Go through the entries below and return every line that contains "hiking".

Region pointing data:
····················

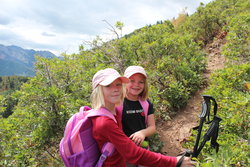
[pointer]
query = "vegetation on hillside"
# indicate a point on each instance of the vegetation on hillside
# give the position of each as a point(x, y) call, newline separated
point(173, 56)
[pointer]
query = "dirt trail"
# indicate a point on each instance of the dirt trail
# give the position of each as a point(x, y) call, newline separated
point(178, 129)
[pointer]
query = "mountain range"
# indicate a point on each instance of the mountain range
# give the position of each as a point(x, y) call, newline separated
point(17, 61)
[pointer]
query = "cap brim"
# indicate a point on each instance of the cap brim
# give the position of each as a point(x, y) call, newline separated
point(111, 79)
point(130, 74)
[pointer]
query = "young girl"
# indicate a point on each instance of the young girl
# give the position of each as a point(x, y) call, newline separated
point(134, 122)
point(107, 91)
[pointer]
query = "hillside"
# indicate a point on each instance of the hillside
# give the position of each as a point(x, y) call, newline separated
point(177, 130)
point(203, 53)
point(15, 60)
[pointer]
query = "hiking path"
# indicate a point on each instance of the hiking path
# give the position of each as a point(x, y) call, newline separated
point(177, 130)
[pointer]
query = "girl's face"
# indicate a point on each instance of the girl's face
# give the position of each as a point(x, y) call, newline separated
point(113, 92)
point(136, 85)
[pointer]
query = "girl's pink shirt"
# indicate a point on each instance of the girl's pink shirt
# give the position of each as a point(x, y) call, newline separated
point(106, 130)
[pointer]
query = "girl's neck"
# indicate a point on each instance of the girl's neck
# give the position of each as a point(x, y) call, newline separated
point(132, 97)
point(111, 108)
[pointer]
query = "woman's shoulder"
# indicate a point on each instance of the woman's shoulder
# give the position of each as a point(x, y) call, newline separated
point(103, 122)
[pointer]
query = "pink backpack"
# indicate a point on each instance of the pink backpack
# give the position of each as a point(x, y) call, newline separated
point(78, 148)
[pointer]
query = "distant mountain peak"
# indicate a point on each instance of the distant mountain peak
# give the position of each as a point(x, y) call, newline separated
point(15, 60)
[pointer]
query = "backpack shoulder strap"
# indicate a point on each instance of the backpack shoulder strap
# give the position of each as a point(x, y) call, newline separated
point(108, 148)
point(145, 106)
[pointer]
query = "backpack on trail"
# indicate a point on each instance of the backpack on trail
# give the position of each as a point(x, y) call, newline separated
point(212, 132)
point(78, 148)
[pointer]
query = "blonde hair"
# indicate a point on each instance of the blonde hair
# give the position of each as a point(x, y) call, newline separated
point(97, 97)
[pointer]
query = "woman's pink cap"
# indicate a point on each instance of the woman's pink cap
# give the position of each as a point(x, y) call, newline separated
point(106, 77)
point(131, 70)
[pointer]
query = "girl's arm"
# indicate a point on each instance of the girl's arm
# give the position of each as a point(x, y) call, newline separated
point(139, 136)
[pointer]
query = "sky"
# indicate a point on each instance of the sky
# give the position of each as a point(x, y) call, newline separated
point(60, 26)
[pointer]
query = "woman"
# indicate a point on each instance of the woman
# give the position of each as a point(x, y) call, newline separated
point(107, 92)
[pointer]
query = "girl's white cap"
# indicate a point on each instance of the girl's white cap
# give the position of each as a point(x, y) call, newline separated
point(131, 70)
point(106, 77)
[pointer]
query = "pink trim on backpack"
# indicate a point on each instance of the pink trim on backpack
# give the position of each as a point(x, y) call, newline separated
point(78, 147)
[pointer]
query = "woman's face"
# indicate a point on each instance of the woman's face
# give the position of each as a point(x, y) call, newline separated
point(136, 84)
point(113, 92)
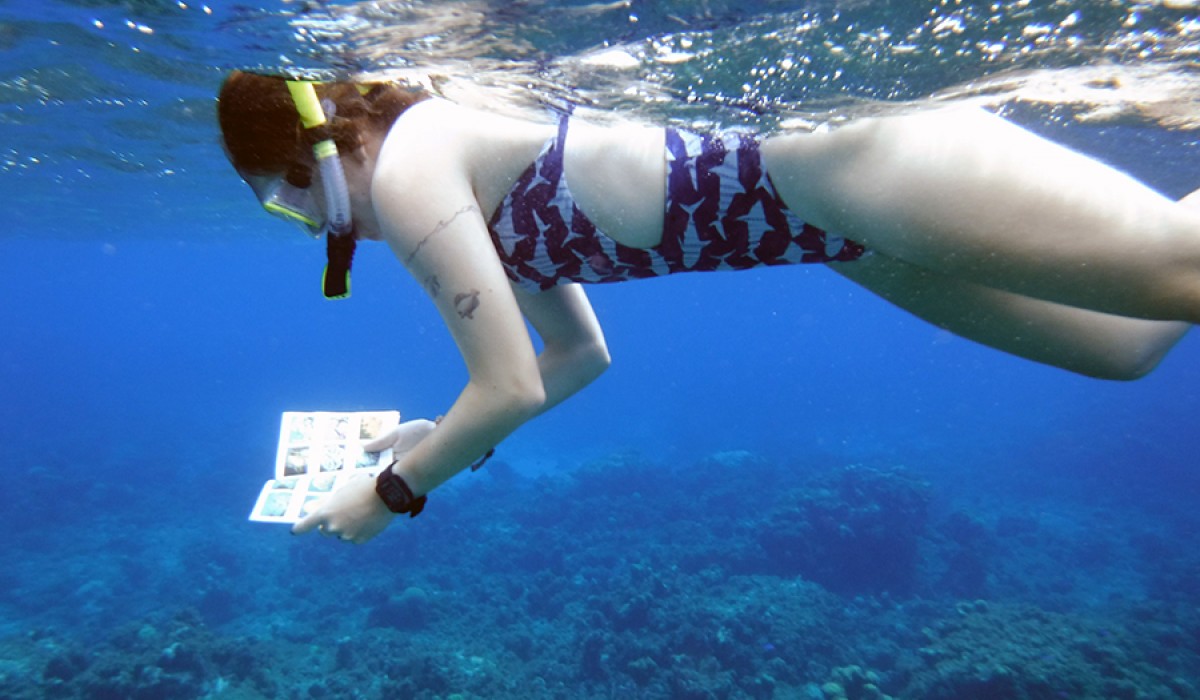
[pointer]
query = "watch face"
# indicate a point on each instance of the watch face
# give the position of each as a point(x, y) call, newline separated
point(396, 495)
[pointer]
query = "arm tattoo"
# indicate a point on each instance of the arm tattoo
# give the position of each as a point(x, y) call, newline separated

····················

**RESPONSE AREA:**
query = "hiking path"
# indicate a point on each instance of the hiking path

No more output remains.